**Exercise requirements**
If the records below hold pictures, omit them, and print exactly the lines from the first line through the line containing "column 873, row 415", inclusive.

[Saved entries]

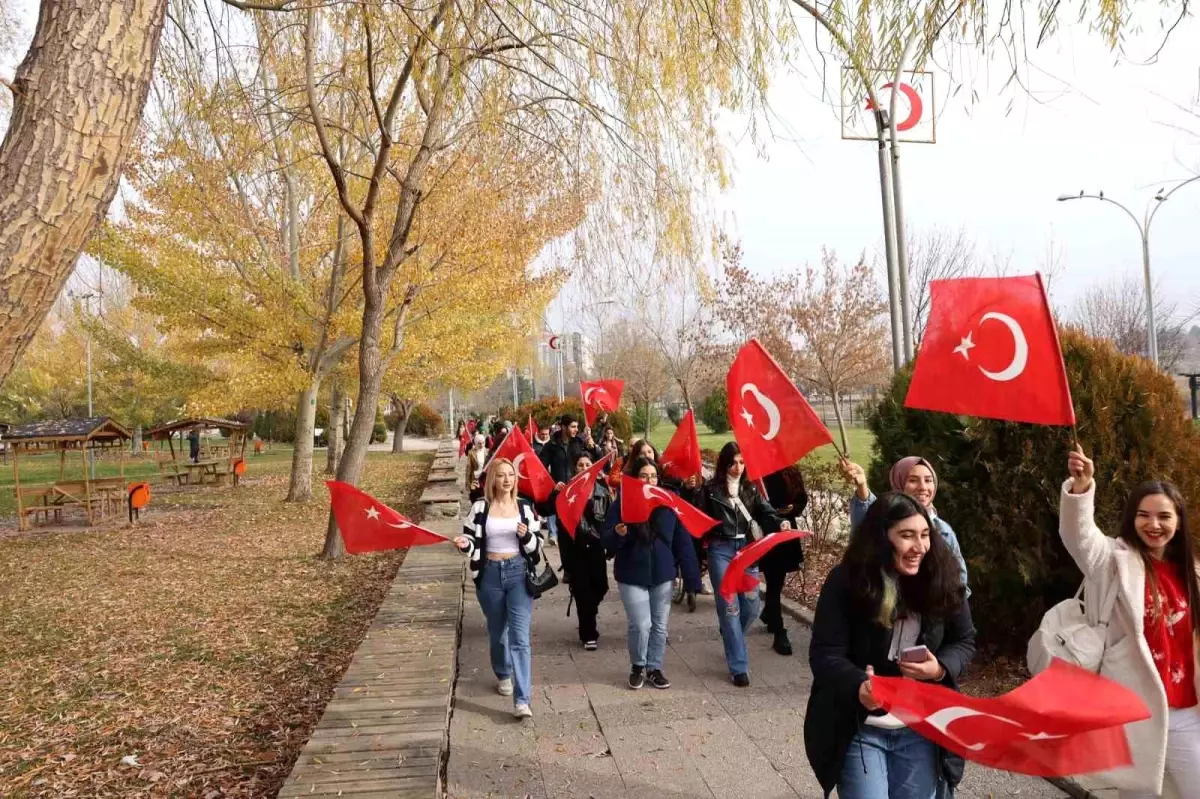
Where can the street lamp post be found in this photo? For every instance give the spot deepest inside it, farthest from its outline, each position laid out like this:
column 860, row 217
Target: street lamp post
column 1144, row 232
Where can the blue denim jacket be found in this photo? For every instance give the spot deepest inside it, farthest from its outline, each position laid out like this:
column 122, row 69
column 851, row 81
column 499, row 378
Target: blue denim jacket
column 858, row 511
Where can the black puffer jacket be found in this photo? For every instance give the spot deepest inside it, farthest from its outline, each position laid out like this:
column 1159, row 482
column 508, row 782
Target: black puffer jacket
column 844, row 643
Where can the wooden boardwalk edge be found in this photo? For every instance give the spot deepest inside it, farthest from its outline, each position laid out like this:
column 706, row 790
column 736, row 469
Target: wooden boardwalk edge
column 385, row 731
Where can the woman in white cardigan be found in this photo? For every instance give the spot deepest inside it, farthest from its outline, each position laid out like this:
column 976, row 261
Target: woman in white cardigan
column 1152, row 643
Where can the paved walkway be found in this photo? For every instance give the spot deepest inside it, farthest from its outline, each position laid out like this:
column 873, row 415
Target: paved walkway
column 592, row 737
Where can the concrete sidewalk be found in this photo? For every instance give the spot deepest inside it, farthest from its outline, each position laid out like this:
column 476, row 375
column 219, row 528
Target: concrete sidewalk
column 592, row 737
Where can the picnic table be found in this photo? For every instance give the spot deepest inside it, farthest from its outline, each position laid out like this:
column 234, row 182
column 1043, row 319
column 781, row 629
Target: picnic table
column 203, row 470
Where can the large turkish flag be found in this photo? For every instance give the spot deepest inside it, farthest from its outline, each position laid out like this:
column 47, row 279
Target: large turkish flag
column 575, row 496
column 775, row 426
column 991, row 350
column 533, row 480
column 681, row 460
column 639, row 500
column 370, row 526
column 1063, row 722
column 599, row 396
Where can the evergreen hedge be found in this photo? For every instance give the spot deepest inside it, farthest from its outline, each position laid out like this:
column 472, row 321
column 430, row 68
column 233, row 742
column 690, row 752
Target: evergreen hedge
column 999, row 482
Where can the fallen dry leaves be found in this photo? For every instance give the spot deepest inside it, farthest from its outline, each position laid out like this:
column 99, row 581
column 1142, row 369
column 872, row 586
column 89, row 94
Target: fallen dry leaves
column 190, row 656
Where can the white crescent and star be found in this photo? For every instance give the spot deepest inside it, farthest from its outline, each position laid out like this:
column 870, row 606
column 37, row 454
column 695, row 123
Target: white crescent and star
column 768, row 406
column 1020, row 348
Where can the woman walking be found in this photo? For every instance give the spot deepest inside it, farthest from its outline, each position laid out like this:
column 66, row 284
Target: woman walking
column 1151, row 641
column 502, row 536
column 894, row 606
column 742, row 515
column 915, row 476
column 585, row 559
column 645, row 568
column 786, row 494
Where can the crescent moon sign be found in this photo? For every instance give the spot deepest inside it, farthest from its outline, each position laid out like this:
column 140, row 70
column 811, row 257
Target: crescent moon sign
column 516, row 466
column 768, row 406
column 1020, row 352
column 946, row 716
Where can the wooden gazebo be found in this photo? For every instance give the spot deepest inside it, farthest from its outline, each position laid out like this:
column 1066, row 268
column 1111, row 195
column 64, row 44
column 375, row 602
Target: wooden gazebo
column 94, row 496
column 219, row 466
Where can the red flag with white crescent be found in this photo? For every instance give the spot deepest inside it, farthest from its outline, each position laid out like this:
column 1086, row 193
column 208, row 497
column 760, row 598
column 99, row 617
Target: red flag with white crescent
column 736, row 580
column 600, row 396
column 773, row 422
column 574, row 498
column 1063, row 722
column 991, row 350
column 681, row 460
column 533, row 479
column 370, row 526
column 639, row 500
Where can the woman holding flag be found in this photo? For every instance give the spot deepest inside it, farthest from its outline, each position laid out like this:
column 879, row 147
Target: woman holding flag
column 894, row 606
column 502, row 538
column 1152, row 640
column 743, row 516
column 645, row 566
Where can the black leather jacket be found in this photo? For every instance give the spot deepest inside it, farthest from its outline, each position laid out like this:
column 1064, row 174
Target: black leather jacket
column 714, row 500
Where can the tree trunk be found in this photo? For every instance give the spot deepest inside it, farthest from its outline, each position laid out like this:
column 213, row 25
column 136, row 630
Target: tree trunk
column 371, row 368
column 403, row 410
column 334, row 434
column 77, row 104
column 300, row 486
column 841, row 424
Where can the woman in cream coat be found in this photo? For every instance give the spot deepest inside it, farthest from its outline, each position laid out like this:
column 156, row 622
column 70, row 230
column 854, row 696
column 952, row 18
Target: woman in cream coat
column 1151, row 646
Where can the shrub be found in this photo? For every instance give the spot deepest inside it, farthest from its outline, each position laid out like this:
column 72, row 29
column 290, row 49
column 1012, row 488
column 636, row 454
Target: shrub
column 999, row 482
column 425, row 421
column 715, row 412
column 549, row 409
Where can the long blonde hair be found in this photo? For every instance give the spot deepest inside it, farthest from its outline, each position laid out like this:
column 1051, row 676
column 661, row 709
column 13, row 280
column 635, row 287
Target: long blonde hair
column 491, row 486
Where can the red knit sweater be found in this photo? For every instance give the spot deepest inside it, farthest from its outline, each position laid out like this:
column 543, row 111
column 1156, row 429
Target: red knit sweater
column 1169, row 634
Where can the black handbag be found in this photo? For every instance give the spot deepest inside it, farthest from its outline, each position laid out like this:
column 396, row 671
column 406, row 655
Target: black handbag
column 538, row 584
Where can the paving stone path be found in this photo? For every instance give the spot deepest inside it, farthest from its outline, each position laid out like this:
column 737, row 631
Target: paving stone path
column 592, row 737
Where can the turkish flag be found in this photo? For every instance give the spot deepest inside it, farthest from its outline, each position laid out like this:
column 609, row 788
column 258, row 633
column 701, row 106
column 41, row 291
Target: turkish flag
column 600, row 396
column 736, row 580
column 991, row 350
column 681, row 460
column 1063, row 722
column 775, row 426
column 533, row 480
column 370, row 526
column 574, row 498
column 639, row 500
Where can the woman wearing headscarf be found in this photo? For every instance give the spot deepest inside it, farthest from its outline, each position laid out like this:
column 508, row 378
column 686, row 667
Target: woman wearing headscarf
column 915, row 476
column 786, row 494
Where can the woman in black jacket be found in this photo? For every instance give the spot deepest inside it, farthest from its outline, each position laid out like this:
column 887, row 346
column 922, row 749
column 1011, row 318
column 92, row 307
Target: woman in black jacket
column 894, row 606
column 585, row 559
column 742, row 514
column 786, row 494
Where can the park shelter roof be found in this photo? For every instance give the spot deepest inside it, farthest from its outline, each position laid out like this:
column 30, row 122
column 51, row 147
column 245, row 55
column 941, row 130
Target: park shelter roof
column 96, row 428
column 169, row 428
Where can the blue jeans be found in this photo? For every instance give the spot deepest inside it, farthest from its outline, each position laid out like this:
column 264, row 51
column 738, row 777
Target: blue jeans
column 647, row 610
column 889, row 764
column 738, row 614
column 508, row 608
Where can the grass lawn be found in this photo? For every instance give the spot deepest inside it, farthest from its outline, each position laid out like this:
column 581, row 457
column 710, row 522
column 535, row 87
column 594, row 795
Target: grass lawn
column 204, row 642
column 859, row 438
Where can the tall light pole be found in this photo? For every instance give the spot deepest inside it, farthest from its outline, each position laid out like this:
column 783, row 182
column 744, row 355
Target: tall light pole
column 1144, row 232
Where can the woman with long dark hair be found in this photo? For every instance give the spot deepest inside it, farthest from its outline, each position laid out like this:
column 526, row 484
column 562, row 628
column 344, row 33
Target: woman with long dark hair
column 645, row 566
column 894, row 606
column 1152, row 637
column 742, row 515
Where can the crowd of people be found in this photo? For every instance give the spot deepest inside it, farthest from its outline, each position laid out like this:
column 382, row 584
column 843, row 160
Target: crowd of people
column 897, row 605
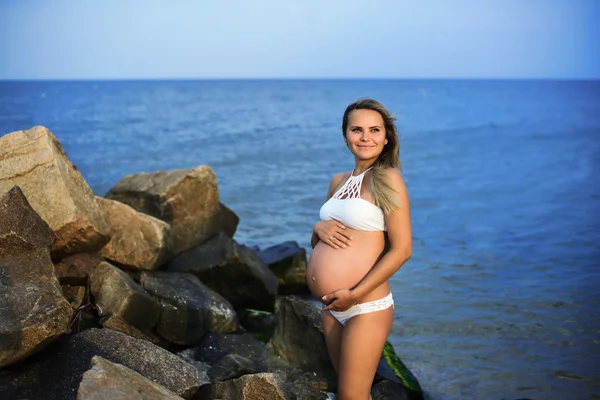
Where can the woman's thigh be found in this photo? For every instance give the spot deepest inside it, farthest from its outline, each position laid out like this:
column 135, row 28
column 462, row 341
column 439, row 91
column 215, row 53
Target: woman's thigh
column 362, row 343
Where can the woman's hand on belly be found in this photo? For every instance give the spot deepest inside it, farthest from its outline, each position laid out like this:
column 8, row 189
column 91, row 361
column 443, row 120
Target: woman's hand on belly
column 340, row 300
column 333, row 233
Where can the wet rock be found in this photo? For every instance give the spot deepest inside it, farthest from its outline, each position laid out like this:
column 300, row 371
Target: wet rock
column 35, row 161
column 189, row 309
column 299, row 339
column 138, row 240
column 75, row 269
column 214, row 346
column 74, row 295
column 110, row 381
column 229, row 220
column 232, row 270
column 287, row 260
column 231, row 366
column 188, row 200
column 388, row 390
column 33, row 311
column 116, row 293
column 248, row 387
column 55, row 373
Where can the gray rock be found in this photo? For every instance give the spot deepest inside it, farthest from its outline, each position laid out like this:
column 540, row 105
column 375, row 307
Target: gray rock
column 189, row 309
column 299, row 338
column 33, row 311
column 138, row 240
column 287, row 260
column 188, row 200
column 231, row 366
column 110, row 381
column 76, row 269
column 232, row 270
column 35, row 161
column 116, row 293
column 55, row 373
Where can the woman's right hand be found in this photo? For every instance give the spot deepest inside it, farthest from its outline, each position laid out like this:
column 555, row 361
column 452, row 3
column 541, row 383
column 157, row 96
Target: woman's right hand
column 333, row 233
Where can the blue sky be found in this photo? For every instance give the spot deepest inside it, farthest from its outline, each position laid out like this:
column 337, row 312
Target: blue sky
column 109, row 39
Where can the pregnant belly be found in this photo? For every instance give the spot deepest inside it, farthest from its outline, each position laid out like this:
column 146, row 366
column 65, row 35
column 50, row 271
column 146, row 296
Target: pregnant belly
column 332, row 269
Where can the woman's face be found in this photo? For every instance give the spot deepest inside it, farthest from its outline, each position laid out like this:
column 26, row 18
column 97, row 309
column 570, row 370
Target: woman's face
column 365, row 134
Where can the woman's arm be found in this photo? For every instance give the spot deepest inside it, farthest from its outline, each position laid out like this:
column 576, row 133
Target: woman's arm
column 400, row 241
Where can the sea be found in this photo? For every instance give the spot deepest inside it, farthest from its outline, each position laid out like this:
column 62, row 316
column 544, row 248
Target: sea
column 501, row 298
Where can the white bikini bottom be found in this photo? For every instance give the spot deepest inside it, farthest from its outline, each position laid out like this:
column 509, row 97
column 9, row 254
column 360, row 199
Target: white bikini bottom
column 363, row 308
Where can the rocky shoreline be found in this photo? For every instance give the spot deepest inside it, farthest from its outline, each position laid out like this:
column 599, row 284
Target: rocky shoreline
column 144, row 293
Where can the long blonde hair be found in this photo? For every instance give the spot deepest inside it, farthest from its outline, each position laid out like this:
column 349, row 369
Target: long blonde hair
column 383, row 192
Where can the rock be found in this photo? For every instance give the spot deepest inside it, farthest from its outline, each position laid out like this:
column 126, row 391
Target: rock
column 260, row 323
column 138, row 240
column 299, row 339
column 231, row 270
column 33, row 311
column 76, row 269
column 392, row 368
column 388, row 390
column 189, row 309
column 249, row 387
column 231, row 366
column 215, row 346
column 287, row 260
column 55, row 373
column 110, row 381
column 188, row 200
column 35, row 161
column 116, row 293
column 74, row 295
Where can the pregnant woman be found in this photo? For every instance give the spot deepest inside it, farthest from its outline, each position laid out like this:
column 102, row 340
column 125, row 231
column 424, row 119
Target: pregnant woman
column 350, row 265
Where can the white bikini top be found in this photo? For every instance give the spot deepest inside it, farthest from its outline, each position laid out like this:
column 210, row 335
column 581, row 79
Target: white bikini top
column 347, row 207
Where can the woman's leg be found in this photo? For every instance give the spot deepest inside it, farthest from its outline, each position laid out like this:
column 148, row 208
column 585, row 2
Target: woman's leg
column 332, row 330
column 362, row 342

**Result**
Where can the street lamp post be found in this photo? For every instance give the spot deepest inside it, farthest from its outline, each position laid out like this:
column 860, row 217
Target: street lamp post
column 1144, row 232
Where can the blue denim jacket be found in this photo? For every instance give the spot deepest inside it, farthest from its outline, each position laid out like this:
column 122, row 69
column 851, row 81
column 499, row 378
Target: blue denim jacket
column 858, row 511
Where can the black puffer jacket be found in this photo? For every instance give the spot deepest inside it, farthest from its outline, each position laid out like this:
column 1159, row 482
column 508, row 782
Target: black puffer jacket
column 844, row 643
Where can the wooden boardwalk edge be found in this photo? For every instance give the spot deepest inside it, farthest from its outline, each position laid out like this:
column 706, row 790
column 736, row 469
Target: wooden boardwalk edge
column 385, row 731
Where can the woman in white cardigan be found in this photo? For every instance give the spot deepest inside it, farthest from its outline, each position laid out like this:
column 976, row 261
Target: woman in white cardigan
column 1152, row 643
Where can the paved walkway be found in this photo? For every instance give the spot deepest inside it, farthest from its outline, each position laid out like this:
column 873, row 415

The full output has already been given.